▸ **Gestellte Aufgabe 1**
Aktualisiere bitte den Abschnitt der Auflistung vom Anfang bis einschließlich der Zeile mit „[[972, 416], [388, 442], [51, 570], [772, 376], [664, 543]]“ und ersetze darin „woman in blue apron“ durch „woman in green apron“. Gib nur diesen Abschnitt wieder und lass alles andere unverändert.

▸ **Seitenauszug**
# ral nr.



## BGVA8 (11. September 2009)

hallo!

kennt jemand die ral nr. vom RM element 2004 team sc?

bitte um hilfe!!!!!!!!!!!!


----------



## gobo (11. September 2009)

hi

ral.nr. gibt es nicht bei den rocky rahmen!!!

mfg


----------



## MTB-News.de




----------



## BGVA8 (11. September 2009)

*******! wie komm ich dann an farbstifte um lackabplatzer auszubessern?


----------



## PhatBiker (12. September 2009)

BGVA8 = Sicherheits- und Gesundheitsschutzkennzeichnung am Arbeitsplatz .

Machst Du ein auf Sicherheitsbeauftragten in Deiner Firma, oder wie kam es zu Dein Namen ?

Achja, RAL Nummer . . . ich hatte mal ein RotesRad (Marke ist mir entfallen) aus England und hatte das gleich Problem. Hab darauf hin diverse Autohäuser abgeklappert und siehe da, es war ein Toyota Rot.


----------



## BGVA8 (12. September 2009)

ich war auch schon mal beim lackierer...aber der konnte mir auf die schnelle auch nicht weiter helfen! leider! er kam mit nemm farbmesser aber leider ist die fläche zum messen einfach zu klein gewesen! und er meinte er kann dann da auch nix machen...es gibt anscheinend auch eine farbtabelle....ich hatte aber auch den einduck das er sich wegen nemm MTB kein bein ausreisen will!


----------



## gobo (12. September 2009)

ist das ying und yang o. red and white?bzw. ist das die farbe wie bei den canuck modellen?


mfg


----------



## BGVA8 (13. September 2009)

red&white!


----------



## gobo (13. September 2009)

hi

schau für das rot mal bei triumph,autos!!

hab mein canuck auch ausbesseren lassen und das beste was gepasst

hat war ein rot von triumph!bin mir nicht ganz sicher!!!!!aber es kann sein

das es ein candy farbton ist.sollte aber eine vernünftige lackiererei sehen.


mfg


----------

▸ **Bereitgestellte Angaben**
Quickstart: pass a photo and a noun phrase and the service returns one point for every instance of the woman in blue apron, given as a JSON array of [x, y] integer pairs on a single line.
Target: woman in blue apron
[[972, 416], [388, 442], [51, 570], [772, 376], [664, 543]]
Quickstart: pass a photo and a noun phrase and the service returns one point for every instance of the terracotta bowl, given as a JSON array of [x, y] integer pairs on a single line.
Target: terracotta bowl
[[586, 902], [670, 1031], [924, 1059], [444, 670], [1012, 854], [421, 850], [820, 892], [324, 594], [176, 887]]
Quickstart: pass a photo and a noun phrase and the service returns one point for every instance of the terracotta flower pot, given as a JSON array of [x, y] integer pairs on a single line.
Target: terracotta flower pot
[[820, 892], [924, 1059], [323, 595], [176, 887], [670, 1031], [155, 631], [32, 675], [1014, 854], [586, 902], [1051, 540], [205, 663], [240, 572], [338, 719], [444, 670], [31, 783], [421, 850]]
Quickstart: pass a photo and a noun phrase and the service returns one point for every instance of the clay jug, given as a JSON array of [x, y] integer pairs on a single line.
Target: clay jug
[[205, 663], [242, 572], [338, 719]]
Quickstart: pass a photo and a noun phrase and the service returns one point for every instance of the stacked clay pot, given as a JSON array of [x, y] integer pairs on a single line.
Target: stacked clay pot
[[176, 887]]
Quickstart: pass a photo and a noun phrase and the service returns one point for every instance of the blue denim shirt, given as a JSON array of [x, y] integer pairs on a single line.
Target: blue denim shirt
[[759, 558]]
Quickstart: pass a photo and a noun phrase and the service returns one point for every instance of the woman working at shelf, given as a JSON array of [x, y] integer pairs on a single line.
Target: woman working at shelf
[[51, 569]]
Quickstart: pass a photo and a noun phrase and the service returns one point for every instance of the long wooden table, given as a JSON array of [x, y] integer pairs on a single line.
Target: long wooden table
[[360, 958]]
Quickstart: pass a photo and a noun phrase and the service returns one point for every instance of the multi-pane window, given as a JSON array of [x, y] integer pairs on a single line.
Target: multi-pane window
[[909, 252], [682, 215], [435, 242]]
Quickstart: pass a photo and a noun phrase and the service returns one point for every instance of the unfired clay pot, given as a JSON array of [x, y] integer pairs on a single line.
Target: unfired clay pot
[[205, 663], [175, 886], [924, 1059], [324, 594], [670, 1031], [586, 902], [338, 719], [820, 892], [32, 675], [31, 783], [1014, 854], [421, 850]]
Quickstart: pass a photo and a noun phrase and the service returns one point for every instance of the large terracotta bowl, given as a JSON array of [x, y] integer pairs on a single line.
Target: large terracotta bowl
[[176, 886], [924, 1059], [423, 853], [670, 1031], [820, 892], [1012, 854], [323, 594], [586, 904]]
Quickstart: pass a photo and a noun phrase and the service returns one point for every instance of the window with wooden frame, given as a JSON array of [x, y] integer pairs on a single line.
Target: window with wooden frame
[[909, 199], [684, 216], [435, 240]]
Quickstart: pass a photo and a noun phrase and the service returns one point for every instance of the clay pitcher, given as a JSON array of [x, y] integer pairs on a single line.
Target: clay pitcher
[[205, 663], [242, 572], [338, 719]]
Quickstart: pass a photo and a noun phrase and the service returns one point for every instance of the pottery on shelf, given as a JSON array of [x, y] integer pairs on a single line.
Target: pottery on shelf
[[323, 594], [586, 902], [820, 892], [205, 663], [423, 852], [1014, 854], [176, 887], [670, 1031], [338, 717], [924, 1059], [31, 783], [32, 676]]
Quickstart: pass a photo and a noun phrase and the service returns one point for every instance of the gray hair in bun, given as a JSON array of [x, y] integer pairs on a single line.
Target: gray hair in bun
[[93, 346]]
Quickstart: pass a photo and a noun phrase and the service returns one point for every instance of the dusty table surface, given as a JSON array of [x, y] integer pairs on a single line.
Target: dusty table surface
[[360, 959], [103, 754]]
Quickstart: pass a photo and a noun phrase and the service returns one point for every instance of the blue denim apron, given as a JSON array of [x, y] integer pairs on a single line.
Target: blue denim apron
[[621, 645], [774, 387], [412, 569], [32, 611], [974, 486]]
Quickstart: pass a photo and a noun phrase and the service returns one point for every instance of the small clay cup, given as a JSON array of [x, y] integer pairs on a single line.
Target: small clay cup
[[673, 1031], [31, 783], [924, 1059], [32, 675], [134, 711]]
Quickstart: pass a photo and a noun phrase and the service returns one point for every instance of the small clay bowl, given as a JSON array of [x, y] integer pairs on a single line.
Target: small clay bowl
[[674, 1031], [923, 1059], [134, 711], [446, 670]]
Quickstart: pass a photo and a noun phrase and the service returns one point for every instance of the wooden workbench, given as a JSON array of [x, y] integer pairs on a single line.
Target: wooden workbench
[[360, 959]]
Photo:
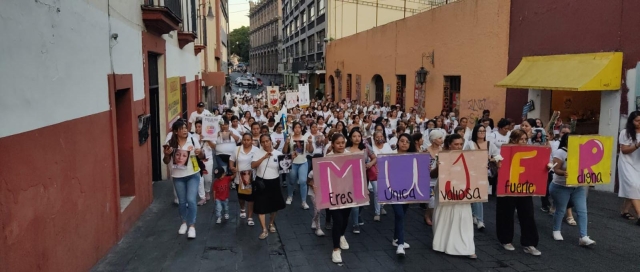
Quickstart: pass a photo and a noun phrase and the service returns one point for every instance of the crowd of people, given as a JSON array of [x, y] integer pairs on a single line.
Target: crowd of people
[[252, 137]]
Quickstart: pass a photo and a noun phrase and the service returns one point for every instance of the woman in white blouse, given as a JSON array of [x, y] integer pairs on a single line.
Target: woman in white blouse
[[479, 142], [267, 195], [241, 161]]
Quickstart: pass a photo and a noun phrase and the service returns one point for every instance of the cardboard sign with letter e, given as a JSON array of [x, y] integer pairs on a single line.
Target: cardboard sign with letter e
[[403, 178], [523, 171], [340, 181], [462, 177], [589, 160]]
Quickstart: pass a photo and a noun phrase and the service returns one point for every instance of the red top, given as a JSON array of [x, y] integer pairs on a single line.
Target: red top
[[221, 188]]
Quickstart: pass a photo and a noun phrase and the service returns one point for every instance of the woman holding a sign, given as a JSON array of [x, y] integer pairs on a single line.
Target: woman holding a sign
[[298, 146], [629, 162], [267, 194], [240, 162], [479, 142], [506, 206], [563, 194], [453, 223]]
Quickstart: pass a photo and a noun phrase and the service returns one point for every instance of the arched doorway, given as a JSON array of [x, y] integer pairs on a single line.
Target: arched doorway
[[379, 88], [333, 87]]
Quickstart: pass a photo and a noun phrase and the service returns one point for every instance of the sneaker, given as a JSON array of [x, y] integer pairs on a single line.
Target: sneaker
[[395, 243], [343, 243], [183, 229], [557, 235], [336, 257], [192, 233], [480, 226], [509, 247], [586, 241], [400, 251], [328, 225], [532, 250], [356, 229]]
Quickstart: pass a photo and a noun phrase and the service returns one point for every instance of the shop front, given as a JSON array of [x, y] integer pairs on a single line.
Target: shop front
[[585, 88]]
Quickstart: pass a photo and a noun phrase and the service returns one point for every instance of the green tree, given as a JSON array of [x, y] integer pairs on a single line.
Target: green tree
[[239, 43]]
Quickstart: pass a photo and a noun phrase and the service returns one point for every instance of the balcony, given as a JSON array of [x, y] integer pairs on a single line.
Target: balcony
[[161, 16]]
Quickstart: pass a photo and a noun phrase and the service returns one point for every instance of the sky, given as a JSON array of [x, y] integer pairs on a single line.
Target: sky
[[238, 14]]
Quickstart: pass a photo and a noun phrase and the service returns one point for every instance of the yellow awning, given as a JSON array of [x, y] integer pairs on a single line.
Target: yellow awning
[[577, 72]]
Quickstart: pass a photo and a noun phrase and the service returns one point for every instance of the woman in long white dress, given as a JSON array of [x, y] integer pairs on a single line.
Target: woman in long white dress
[[453, 223], [629, 162]]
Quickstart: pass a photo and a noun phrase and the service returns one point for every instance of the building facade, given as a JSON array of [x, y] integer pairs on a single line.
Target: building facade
[[304, 35], [212, 40], [348, 17], [91, 93], [265, 22], [381, 64]]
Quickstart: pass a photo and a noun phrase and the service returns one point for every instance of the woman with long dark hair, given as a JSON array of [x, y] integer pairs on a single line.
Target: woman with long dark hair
[[563, 194], [479, 142], [406, 144], [453, 223], [185, 175], [629, 162], [507, 206]]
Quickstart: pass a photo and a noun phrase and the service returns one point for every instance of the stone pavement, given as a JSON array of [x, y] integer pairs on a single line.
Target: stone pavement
[[154, 245]]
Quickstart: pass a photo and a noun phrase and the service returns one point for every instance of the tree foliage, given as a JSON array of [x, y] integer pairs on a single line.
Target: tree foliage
[[239, 43]]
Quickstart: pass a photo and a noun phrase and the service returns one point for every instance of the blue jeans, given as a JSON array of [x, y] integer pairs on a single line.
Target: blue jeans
[[187, 191], [298, 174], [561, 196], [374, 198], [477, 210], [222, 204], [399, 210]]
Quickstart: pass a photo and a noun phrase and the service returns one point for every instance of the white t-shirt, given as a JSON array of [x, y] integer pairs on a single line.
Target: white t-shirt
[[268, 169], [275, 137], [190, 145], [194, 116], [243, 160]]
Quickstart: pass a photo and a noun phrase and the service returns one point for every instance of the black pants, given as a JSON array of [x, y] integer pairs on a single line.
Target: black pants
[[545, 199], [505, 210], [340, 220]]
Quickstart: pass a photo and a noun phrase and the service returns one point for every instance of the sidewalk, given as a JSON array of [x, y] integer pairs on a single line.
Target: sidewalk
[[154, 245]]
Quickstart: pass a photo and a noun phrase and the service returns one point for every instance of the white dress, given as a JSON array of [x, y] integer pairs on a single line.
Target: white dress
[[629, 169], [453, 229]]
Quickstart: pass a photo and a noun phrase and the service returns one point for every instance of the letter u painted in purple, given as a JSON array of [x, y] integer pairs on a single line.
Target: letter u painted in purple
[[353, 166]]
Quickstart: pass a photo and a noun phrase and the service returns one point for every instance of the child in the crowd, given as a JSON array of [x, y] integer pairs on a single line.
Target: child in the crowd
[[221, 192], [315, 223]]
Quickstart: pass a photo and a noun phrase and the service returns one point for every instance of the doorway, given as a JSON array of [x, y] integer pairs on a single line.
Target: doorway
[[154, 119], [379, 87]]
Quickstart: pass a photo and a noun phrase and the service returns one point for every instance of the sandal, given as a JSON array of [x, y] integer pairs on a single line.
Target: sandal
[[627, 216]]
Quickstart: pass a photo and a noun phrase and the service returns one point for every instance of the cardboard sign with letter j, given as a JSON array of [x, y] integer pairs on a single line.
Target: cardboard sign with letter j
[[523, 171], [340, 182], [589, 160]]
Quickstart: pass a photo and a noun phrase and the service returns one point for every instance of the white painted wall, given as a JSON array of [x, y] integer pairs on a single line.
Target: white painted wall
[[181, 62]]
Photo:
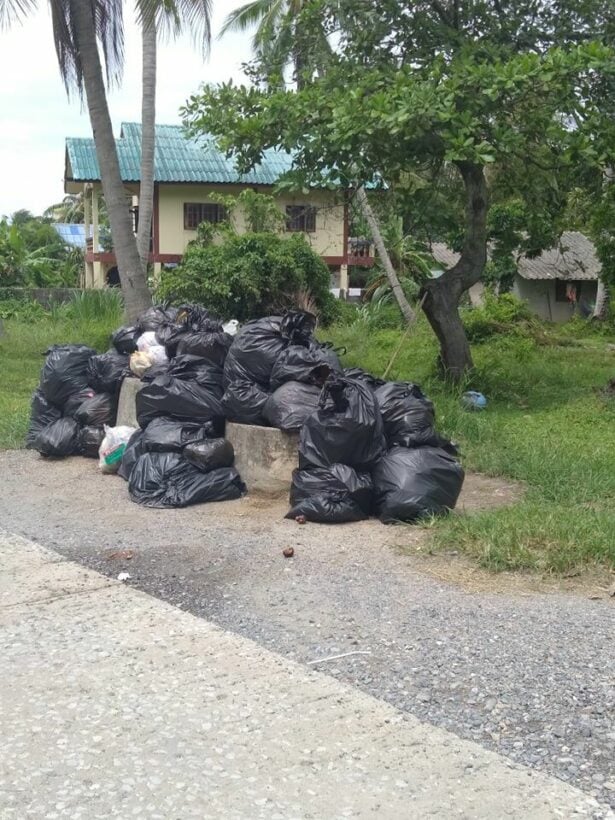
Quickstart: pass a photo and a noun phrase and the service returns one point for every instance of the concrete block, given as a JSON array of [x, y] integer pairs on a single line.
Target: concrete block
[[127, 405], [264, 456]]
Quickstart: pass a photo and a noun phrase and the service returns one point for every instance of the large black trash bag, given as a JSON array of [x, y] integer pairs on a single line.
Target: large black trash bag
[[97, 411], [179, 399], [258, 344], [107, 370], [412, 483], [89, 441], [134, 450], [244, 401], [254, 351], [164, 435], [291, 404], [211, 454], [168, 480], [312, 365], [346, 429], [331, 494], [361, 375], [65, 372], [210, 342], [42, 414], [59, 439], [195, 368], [124, 339], [73, 403], [156, 316]]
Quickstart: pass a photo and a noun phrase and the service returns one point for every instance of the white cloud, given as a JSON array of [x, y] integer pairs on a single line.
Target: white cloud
[[37, 115]]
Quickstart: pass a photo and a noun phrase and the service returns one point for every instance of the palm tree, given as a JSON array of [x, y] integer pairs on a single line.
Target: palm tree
[[79, 28], [283, 36], [173, 15]]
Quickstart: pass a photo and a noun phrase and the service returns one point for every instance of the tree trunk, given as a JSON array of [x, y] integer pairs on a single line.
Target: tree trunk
[[148, 141], [441, 304], [601, 310], [366, 209], [136, 295]]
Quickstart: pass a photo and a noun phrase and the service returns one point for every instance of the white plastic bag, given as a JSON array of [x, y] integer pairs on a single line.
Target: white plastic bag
[[231, 327], [140, 363], [112, 448]]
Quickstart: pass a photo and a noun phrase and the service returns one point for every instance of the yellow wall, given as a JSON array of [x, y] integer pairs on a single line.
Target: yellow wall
[[327, 240]]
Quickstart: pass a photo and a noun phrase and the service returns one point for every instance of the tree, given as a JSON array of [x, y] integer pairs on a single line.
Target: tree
[[79, 27], [414, 88], [295, 32], [172, 16]]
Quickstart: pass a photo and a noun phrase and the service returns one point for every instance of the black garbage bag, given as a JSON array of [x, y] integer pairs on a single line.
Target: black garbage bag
[[168, 480], [346, 429], [181, 400], [361, 375], [97, 411], [75, 401], [290, 405], [89, 441], [343, 484], [211, 454], [59, 439], [164, 435], [107, 370], [412, 483], [210, 342], [195, 368], [156, 316], [312, 365], [133, 451], [124, 339], [42, 414], [65, 372], [254, 351], [244, 402]]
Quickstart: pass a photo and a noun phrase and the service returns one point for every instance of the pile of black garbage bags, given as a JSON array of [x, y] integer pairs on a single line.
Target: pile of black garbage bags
[[366, 447]]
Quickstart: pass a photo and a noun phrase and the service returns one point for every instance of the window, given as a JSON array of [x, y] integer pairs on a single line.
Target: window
[[197, 212], [301, 218], [567, 291]]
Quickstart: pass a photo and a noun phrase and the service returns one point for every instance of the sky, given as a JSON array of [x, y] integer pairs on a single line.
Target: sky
[[37, 116]]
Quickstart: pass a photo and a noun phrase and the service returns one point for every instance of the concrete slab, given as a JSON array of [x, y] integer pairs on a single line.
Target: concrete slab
[[127, 408], [264, 456], [114, 704]]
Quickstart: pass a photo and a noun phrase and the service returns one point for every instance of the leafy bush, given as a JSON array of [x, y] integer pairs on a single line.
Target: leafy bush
[[497, 314], [250, 275]]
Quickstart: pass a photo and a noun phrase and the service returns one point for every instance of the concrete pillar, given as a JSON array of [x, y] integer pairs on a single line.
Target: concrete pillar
[[344, 282]]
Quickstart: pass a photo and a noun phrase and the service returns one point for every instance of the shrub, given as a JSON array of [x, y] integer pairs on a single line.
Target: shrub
[[497, 314], [250, 275]]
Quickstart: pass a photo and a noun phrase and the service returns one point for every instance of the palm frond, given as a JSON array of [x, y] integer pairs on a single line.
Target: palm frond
[[14, 11]]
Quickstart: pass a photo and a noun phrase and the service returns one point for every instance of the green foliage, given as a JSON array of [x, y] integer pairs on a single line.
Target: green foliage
[[547, 425], [250, 275], [33, 255], [497, 315]]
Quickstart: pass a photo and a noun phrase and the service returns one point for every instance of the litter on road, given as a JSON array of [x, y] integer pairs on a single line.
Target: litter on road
[[366, 446]]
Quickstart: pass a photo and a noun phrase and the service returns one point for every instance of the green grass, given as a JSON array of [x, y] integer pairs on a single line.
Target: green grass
[[547, 425], [22, 349]]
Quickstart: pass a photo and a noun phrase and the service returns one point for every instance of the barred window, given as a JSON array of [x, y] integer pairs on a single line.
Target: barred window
[[197, 212], [301, 218]]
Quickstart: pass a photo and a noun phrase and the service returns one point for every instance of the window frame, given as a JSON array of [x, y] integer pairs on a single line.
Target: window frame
[[301, 218], [217, 214]]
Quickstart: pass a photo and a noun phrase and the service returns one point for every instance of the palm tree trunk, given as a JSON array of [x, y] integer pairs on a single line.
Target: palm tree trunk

▸ **Gestellte Aufgabe 2**
Tippe aus dem Forenthread zur RAL-Nummer den Abschnitt von „## PhatBiker (12.“ bis einschließlich „ein Toyota Rot.“ wortgetreu ab.

▸ **Ausgabe 1**
Quickstart: pass a photo and a noun phrase and the service returns one point for every instance of the woman in green apron, given as a JSON array of [x, y] integer pairs on a single line.
Target: woman in green apron
[[972, 416], [388, 442], [51, 570], [772, 376], [664, 543]]

▸ **Ausgabe 2**
## PhatBiker (12. September 2009)

BGVA8 = Sicherheits- und Gesundheitsschutzkennzeichnung am Arbeitsplatz .

Machst Du ein auf Sicherheitsbeauftragten in Deiner Firma, oder wie kam es zu Dein Namen ?

Achja, RAL Nummer . . . ich hatte mal ein RotesRad (Marke ist mir entfallen) aus England und hatte das gleich Problem. Hab darauf hin diverse Autohäuser abgeklappert und siehe da, es war ein Toyota Rot.